## Task description
Give every line of the following records as a numbered list, skipping blank lines and leaving out the pictures.

· · · · · · ·

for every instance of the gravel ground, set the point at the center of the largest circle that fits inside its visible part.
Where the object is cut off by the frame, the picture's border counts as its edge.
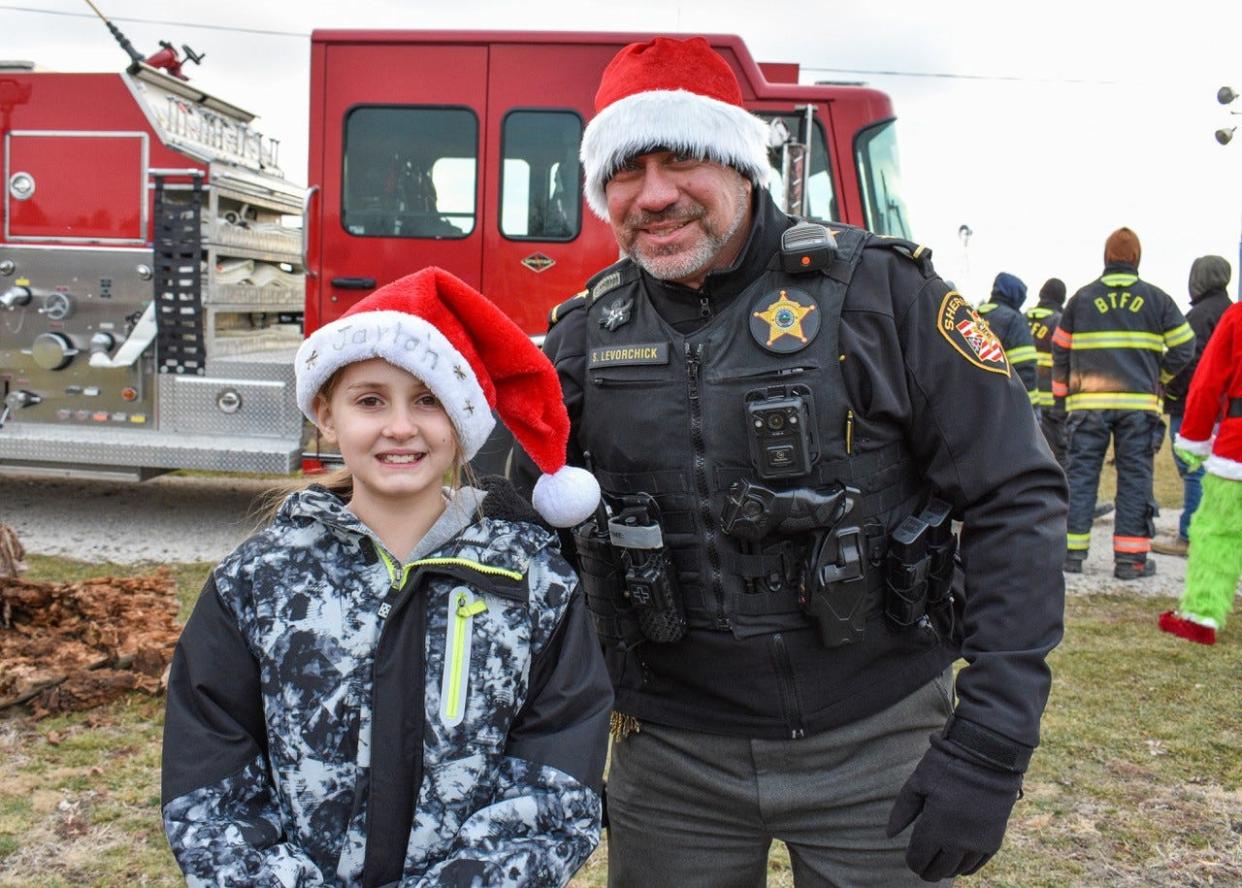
(176, 518)
(165, 519)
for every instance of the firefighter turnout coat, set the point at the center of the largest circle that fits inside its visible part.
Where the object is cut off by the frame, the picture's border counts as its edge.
(1119, 342)
(1043, 322)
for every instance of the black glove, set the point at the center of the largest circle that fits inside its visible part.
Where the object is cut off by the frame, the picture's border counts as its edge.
(964, 806)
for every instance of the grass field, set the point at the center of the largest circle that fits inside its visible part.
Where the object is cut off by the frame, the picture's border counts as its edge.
(1138, 780)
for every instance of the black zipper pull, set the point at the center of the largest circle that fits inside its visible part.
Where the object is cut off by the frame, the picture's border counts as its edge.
(692, 365)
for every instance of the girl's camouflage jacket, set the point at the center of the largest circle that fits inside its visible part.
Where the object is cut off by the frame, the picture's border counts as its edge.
(335, 718)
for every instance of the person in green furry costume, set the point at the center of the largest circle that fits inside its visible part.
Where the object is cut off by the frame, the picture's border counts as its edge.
(1211, 435)
(1215, 563)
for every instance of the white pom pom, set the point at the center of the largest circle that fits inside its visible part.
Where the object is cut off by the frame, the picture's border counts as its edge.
(566, 497)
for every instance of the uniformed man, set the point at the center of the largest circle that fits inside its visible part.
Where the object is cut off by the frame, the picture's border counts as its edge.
(1042, 321)
(784, 435)
(1119, 340)
(1004, 314)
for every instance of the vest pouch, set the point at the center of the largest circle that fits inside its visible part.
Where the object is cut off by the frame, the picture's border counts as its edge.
(604, 584)
(836, 598)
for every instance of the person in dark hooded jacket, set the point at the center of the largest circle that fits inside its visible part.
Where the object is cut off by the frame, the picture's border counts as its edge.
(1043, 321)
(1004, 314)
(1209, 277)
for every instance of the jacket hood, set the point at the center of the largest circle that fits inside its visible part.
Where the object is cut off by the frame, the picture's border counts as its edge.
(1053, 292)
(1207, 275)
(1009, 291)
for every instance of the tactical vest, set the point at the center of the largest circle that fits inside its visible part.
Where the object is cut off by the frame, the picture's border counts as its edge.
(665, 414)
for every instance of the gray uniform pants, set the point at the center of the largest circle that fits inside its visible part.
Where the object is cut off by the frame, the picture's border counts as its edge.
(692, 810)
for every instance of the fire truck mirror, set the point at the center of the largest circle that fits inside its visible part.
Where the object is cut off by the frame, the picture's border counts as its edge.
(21, 185)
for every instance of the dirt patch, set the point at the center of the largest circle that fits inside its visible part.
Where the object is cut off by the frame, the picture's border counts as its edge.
(67, 646)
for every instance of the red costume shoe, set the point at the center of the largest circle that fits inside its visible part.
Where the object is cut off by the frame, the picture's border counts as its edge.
(1187, 629)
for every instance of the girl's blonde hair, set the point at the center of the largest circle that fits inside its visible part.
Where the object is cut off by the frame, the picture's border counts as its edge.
(340, 481)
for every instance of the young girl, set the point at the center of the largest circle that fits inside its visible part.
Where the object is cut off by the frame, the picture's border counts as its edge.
(396, 682)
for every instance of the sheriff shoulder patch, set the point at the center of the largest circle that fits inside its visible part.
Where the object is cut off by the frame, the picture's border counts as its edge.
(969, 334)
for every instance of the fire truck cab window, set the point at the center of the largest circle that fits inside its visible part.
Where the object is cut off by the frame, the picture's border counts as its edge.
(822, 199)
(881, 181)
(410, 172)
(540, 185)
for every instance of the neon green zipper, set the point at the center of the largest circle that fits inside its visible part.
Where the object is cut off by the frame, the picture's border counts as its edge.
(462, 610)
(463, 606)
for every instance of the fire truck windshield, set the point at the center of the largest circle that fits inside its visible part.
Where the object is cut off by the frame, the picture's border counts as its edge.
(821, 198)
(879, 180)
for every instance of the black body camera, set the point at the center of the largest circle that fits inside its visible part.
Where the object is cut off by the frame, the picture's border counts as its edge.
(780, 427)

· · · · · · ·

## Finished answer
1. for every instance of the gravel ground, set the point at the center of the largest circle that fits inside its visible part.
2. Where the object is cut off by the frame, the picture's border counts as its edge.
3. (176, 518)
4. (165, 519)
5. for every instance of the firefighter turnout coat, set the point at the center of the largest circle that fits inside its visible part.
6. Where the object is cut off by the frame, the picture's border counts as its edge.
7. (1119, 342)
8. (1043, 322)
9. for every instance of the black glove, set the point at the center of the largest circle that fits inside its visible part.
10. Where the object is cut off by the frame, the picture's border counts as its edge.
11. (964, 806)
12. for every instance of the grass field, set the point at the center of the largest circle that fits inside its visible part.
13. Where the object is cut off by the frame, the picture's border counts as its edge.
14. (1138, 780)
15. for every instance of the black zipper pull, set the point at the center of the largest circle that fits inside its visible part.
16. Where the object is cut off by the frame, the picture's border counts as its edge.
17. (692, 365)
18. for every instance of the girl's camouflage jacket, set the point at the center of the largest circle that fits inside its visible part.
19. Where the object is cut off by the frame, the picture's border counts as its edge.
20. (335, 718)
21. for every instance of the person in green furry costume, set the point at the center of the largest circle that fits inside its visible part.
22. Where the object is cut off by the frame, the picture's border counts as its edge.
23. (1211, 435)
24. (1215, 563)
25. for every instance of the white pom pom, set the point at the center of the largest circle that fits inside its visible part.
26. Where the object is cut off by the frame, the picture's border counts as its edge.
27. (566, 497)
28. for every instance of the uniformed man, set the point at the center of the largest circle that fits inside its visible part.
29. Where the object is cut off by the frame, the picture's border counts as its edge.
30. (1042, 321)
31. (784, 435)
32. (1119, 340)
33. (1004, 314)
34. for every instance of the vest pouch, set the point at the center of the largest circle that fits inside its visible part.
35. Where the object is cut off by the frame, the picture's border counts as its edge.
36. (604, 584)
37. (836, 598)
38. for every instance of the person in dark hooded jacket, set the point at the center of the largest circle that fits inside its visible part.
39. Where the object is cut off by the frame, the picture's border counts as its edge.
40. (1043, 321)
41. (1004, 314)
42. (1209, 277)
43. for every instance of the jacket hood, set the point at the center of the largest circle that fits inside its visible part.
44. Where the object is cut off by the frame, the picture's border counts as its edge.
45. (1053, 292)
46. (1207, 275)
47. (1009, 291)
48. for every instance of the tactical vest, set the point at the center of the largest circle that fits inside its visible part.
49. Where the object is cut off by the frame, the picture's border counts as its edge.
50. (665, 414)
51. for every instance of the gray uniform pants, set the point at the center of the largest circle that fits inside its visible part.
52. Where the object is cut off by the frame, the picture's border counts as its edge.
53. (692, 810)
54. for every instance of the fire truck mirror, set the point at the center of the largest circle that fits inside its visible part.
55. Where the object is cut off by the frame, the picture's border counts as its edge.
56. (21, 185)
57. for every instance of the dirt patch, set the point at the center of the largest circle that fits inside its visible part.
58. Where the object is cut off by the frame, the picture's border counts as its edge.
59. (67, 646)
60. for every instance of the red costume shoe, set the point at the center of the largest circle that fits inside its visible part.
61. Where the object is cut off by the frame, the picture's border counts as its edge.
62. (1187, 629)
63. for every instance of the girl's blonde hair, set the point at the center of the largest circle that fits inside its visible part.
64. Where the object is cut off by the frame, the picture's border counts as its edge.
65. (340, 481)
66. for every instance of the young girl, set the point at the center of the largest circle that fits inside its visible part.
67. Where the object is cut off by the frame, the picture's border counts as its edge.
68. (396, 682)
69. for every instance of the sheriff shoulder patch, set the point at the center of the largest circle that fits inside its visible part.
70. Where the object is cut off by the frame, the picture's border counts as its edge.
71. (969, 334)
72. for every instance of the fire truck cab window, set the point at the center of the largest circle that fits inside its visible part.
73. Where the object is cut off by the frame, the picture's border counts as its edge.
74. (822, 199)
75. (881, 181)
76. (410, 172)
77. (540, 185)
78. for every instance of the neon green zipper, set the point at the center of the largest circle that fits inside its visible part.
79. Where the object is cut off by the frame, the picture's border counts as its edge.
80. (462, 610)
81. (463, 606)
82. for every instance of the fire truck windshield, set the point at the center of the largest circle that fits inside its visible part.
83. Where the object is cut off by the frame, the picture's border counts as its edge.
84. (821, 198)
85. (879, 180)
86. for every instance of the black body camera, set the point at the center of the largest circle that fits inside its visible part.
87. Where the object is cut off by the frame, the picture's border counts as its edge.
88. (780, 427)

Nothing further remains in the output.